▸ **Problems to solve**
A: In the passage on news teasers, about how many stories per year did the WSJ produce a decade before 2011?
B: Reproduce the passage on news teasers from "Suffering economically, the" up to and including "reporter in 2011.", swapping "staffers" for "employees".

▸ **Document segment**
....
The cannibalism of news teasers
News teasers on social media do more than just announce the news—they actually deliver the news.
Cutting journalistic production into smaller and faster pieces to fit the flow—the quantization of content—logically led to the emergence of clickbait. Being forced to compete for attention on social media, the news media turn the readers of articles into the readers of recaps. A chapter from “Postjournalism and the death of newspapers” (2020).
The transition from periodicity to continuous flow in content production had a dramatic impact on the quality of journalism. This change in the technology of production caused newsrooms to switch from fixed deadlines to rolling ones, which, in reality, were no deadlines at all—but rather a constant pressure to supply content as much and as fast as possible.
Suffering economically, the media orgs cut jobs. Out of necessity, the remaining staffers had to work more in order to support the content stream simply in an effort to attract impulsive clicks from readers. “We give them three times as many things that are completely unimportant,” as Dean Starkman quoted a Wall Street Journal reporter in 2011.
A decade before, the WSJ produced about 22,000 stories per year, “all while doing epic, and shareholder-value-creating, work, like bringing the tobacco industry to heel.” The same number of stories was produced by the Journal in just six months of 2011, and this count did not include “Web-only material, blogs, NewsHub, etc.”
....
▸ **Record excerpts**
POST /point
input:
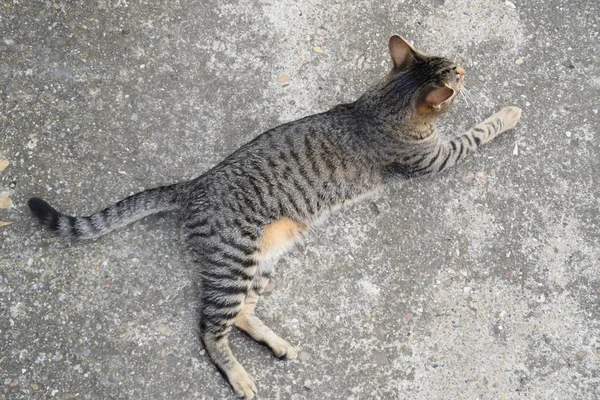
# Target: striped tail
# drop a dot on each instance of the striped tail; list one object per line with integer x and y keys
{"x": 116, "y": 216}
....
▸ **Solutions**
A: About 22,000.

B:
Suffering economically, the media orgs cut jobs. Out of necessity, the remaining employees had to work more in order to support the content stream simply in an effort to attract impulsive clicks from readers. “We give them three times as many things that are completely unimportant,” as Dean Starkman quoted a Wall Street Journal reporter in 2011.